::: Extracted text :::
# show: Mk4 Gti projectors



## Bryoc (Apr 24, 2009)

been looking around, trying to get some ideas. help me out show me what you got. thanks in advance :beer:


----------



## dennisgli (May 17, 2003)

Why do you want projectors? Nothing beats a nice big reflector!


----------



## MechEngg (Jan 13, 2009)

Why do you like reflectors so much?


----------



## Bryoc (Apr 24, 2009)

haha. just trying to get some ideas. not trying to blind other drivers


----------



## PA-TDI (Feb 10, 2009)

That is all. Retrofits are hands down the best way to go if you can afford them.


----------



## Bryoc (Apr 24, 2009)

thanks man, yea retro fits are too much for me right now. what ones are they. they look good


----------



## PA-TDI (Feb 10, 2009)

Retrofits are hand made.. by yourself or by someone willing to do it. I made those last year.


----------



## Bryoc (Apr 24, 2009)

:screwy: for some reason i was thinking retrofits were the conversion kit. nice work. what housing is that?


----------



## PA-TDI (Feb 10, 2009)

Those are GTI headlights with the fog moved to the high beam spot and dual turn signals, the projector is a bixenon FX-R with a clear lens swap.


----------



## Bryoc (Apr 24, 2009)

they look good, thanks for the help :beer:


----------



## dennisgli (May 17, 2003)

MechEngg said:


> Why do you like reflectors so much?


They are compact, simple, and inexpensive - and work well when you have room for them. Best lights I've had were the big Hella "aero" E-codes on my MkII Jetta.
::: Records shown :::
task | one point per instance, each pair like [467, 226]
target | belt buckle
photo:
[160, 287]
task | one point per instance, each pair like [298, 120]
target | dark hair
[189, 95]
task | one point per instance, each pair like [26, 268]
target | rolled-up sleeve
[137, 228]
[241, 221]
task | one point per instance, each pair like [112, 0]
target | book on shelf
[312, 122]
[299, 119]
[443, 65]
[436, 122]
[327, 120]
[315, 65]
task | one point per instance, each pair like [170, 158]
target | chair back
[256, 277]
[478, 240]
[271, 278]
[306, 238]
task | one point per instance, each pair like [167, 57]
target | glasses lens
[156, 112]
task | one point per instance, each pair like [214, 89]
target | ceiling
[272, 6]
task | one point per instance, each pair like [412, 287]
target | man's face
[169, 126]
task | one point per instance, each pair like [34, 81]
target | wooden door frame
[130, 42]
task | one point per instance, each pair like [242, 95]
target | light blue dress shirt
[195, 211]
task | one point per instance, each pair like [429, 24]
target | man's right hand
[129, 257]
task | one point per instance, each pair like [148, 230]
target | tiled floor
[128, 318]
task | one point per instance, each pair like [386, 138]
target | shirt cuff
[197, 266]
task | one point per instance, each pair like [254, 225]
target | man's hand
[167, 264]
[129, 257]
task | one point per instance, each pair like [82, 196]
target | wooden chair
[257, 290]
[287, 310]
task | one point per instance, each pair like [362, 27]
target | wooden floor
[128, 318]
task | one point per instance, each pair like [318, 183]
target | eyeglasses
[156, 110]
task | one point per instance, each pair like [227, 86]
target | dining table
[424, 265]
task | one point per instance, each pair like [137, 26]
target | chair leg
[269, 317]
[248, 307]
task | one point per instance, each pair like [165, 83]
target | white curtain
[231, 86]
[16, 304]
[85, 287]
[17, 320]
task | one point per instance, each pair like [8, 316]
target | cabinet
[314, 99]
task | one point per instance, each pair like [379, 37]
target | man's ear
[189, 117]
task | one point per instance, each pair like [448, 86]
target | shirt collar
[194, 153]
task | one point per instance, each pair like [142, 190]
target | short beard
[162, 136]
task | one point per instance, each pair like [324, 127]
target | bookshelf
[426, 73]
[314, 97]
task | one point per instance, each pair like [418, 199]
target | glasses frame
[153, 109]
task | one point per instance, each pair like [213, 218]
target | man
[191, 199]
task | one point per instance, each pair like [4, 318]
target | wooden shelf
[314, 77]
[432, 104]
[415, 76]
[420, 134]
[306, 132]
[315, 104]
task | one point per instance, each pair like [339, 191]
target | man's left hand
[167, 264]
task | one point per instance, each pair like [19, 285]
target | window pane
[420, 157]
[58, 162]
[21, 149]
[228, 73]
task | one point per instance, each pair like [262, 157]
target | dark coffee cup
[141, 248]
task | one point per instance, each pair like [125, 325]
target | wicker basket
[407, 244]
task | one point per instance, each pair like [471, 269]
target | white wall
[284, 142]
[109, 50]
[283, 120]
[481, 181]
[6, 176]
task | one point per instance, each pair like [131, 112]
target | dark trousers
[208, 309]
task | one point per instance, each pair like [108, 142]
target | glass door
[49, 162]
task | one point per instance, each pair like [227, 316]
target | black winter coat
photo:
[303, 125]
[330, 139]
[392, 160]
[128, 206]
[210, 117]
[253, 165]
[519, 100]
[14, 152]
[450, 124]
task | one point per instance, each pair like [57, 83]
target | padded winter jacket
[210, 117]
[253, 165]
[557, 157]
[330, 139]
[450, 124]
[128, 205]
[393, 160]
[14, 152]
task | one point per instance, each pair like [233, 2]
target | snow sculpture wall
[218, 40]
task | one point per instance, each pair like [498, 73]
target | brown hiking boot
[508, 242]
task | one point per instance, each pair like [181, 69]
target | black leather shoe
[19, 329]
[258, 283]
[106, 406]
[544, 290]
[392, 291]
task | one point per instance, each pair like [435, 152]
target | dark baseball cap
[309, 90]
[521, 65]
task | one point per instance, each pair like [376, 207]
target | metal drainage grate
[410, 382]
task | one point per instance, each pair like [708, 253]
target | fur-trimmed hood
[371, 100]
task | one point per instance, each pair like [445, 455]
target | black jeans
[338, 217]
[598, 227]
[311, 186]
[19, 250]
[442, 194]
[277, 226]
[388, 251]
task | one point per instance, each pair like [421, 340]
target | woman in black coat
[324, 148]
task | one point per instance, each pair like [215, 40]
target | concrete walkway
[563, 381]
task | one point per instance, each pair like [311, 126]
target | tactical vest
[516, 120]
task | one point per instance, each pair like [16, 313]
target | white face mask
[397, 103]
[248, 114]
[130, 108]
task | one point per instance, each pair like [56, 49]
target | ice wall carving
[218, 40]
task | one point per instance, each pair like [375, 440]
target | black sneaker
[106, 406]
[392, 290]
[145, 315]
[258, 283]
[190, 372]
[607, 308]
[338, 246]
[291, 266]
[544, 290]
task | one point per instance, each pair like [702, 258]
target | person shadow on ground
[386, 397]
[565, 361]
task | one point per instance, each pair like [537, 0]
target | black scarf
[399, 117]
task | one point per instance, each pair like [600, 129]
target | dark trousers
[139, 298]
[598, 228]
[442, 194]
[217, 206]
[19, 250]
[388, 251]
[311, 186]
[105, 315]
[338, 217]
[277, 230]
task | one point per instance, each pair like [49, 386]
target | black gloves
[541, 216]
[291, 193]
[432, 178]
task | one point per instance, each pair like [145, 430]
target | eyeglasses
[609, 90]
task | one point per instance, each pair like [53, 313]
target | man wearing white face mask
:::
What to do:
A: Count the lines of the listing that contain the string "door", treating case as significant, and give only the number.
B: Continue the forum thread about Mk4 GTI projectors from the point where it stops.
The listing has no connection to the forum thread about Mk4 GTI projectors.

Results:
A: 2

B:
But it's more about what I don't like about projectors. They're usually smaller and present a small bright spot of light to oncoming drivers. Then people put blue bulbs or HIDs in them and that makes the light even more annoying.

They are good if you are trying to design a car with a small area for the headlight. But why take one and put it in a car that has a large headlight? And then put an angel eye around the projectors to try and make them look bigger? If you get a big one then they are sometimes too deep to fit.

But the thing that bugs me the most is that people think just because they are projectors you can slap an HID "kit" in them and they will become HID headlights.

"Bi-xenon" HIDs are about the only projectors that make much sense to me. But those waste a lot of light blocked by the low beam shield. But that's OK because HIDs produce enough light that you can afford to waste some. But even bi-xenons have the same beam pattern for both high and low beam with the exception of the light blocked by the shield. But you augment that with a separate halogen high beam and also use that for "flash to pass".

Just my two cents!


----------



## gti vr6er (Oct 8, 2010)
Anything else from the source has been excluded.